Dataset content =>
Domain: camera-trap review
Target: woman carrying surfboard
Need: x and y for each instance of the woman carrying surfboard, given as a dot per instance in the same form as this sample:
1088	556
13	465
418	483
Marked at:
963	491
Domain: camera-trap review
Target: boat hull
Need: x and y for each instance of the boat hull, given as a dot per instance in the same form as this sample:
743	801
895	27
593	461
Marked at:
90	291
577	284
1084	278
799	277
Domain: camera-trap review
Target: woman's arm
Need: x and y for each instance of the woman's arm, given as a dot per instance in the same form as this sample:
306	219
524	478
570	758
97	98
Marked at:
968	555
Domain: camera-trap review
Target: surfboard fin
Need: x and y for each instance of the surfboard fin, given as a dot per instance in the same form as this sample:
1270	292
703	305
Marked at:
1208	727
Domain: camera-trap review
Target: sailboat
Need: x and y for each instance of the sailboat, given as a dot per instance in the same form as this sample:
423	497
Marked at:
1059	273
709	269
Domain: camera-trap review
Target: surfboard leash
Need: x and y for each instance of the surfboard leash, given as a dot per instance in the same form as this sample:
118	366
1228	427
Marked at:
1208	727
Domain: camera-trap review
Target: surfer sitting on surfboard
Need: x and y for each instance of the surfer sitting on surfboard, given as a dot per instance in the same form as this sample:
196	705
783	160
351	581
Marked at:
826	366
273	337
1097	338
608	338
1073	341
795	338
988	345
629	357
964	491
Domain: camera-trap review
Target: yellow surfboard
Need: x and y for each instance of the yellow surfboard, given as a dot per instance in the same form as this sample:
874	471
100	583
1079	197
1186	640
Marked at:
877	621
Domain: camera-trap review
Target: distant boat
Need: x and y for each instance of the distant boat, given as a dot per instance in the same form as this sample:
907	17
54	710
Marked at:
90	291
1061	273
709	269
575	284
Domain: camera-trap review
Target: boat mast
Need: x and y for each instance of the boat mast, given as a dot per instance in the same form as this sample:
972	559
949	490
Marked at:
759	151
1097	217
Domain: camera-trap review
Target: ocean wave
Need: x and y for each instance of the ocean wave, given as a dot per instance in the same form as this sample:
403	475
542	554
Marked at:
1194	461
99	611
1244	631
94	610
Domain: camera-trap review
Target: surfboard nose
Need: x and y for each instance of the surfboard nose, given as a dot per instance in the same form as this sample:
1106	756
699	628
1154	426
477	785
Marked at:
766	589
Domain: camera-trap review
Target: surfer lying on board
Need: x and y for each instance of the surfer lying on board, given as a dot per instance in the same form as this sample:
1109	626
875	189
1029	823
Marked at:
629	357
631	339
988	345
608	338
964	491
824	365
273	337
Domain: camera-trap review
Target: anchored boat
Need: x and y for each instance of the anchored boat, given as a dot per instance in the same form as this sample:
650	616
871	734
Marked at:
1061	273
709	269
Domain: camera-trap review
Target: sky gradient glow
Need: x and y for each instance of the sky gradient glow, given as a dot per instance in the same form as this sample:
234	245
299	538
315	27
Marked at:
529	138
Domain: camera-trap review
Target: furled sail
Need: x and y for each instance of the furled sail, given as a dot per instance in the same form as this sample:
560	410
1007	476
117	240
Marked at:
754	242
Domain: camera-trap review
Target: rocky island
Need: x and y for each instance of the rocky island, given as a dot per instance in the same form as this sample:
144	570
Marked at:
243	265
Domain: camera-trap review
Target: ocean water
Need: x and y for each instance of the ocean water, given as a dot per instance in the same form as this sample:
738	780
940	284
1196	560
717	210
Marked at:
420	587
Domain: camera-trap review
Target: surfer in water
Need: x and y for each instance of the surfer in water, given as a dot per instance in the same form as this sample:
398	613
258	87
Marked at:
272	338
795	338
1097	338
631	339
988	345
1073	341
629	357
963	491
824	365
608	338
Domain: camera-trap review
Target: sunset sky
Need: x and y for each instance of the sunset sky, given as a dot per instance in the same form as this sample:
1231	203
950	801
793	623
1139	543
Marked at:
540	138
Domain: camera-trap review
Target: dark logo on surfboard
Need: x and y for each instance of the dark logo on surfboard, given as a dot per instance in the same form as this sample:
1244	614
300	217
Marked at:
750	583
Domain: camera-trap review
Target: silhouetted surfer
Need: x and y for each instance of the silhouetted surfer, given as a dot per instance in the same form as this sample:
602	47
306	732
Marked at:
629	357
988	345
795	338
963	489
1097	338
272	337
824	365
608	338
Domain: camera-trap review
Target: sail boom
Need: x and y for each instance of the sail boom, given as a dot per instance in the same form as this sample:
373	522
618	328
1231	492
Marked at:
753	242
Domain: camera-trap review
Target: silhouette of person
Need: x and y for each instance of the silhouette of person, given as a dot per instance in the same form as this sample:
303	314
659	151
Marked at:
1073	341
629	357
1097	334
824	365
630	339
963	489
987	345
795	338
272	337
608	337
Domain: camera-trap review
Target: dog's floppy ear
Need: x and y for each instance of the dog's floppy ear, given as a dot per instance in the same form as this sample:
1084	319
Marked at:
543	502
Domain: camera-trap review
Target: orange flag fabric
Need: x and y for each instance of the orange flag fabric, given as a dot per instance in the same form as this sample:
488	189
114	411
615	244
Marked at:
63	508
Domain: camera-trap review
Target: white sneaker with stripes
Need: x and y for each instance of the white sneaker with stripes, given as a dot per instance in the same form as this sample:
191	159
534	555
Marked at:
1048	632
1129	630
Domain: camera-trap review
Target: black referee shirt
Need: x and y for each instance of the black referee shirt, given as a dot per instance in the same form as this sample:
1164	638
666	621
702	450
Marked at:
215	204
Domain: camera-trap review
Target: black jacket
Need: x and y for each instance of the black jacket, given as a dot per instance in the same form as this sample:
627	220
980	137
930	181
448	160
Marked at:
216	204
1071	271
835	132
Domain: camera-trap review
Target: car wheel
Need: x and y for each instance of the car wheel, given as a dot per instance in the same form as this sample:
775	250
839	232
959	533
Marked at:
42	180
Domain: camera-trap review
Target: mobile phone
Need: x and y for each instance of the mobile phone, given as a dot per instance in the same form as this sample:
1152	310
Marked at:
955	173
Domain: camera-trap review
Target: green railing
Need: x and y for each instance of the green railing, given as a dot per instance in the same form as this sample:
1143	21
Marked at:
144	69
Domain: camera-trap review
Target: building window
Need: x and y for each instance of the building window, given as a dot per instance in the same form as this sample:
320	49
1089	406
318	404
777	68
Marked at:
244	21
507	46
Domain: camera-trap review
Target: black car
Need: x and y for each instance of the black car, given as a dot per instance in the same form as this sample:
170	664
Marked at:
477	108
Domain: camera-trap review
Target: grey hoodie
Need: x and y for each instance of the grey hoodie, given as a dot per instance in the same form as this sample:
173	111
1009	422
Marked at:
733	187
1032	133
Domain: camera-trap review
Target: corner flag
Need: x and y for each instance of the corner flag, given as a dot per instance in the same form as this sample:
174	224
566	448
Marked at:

What the exercise asks =>
Show each line of the data above that contains the word "phone", copied in full.

Solution to this exercise =>
Target: mobile phone
Need: x and y for each instance of the mobile phone, given as a dot per instance in the same form as this sample:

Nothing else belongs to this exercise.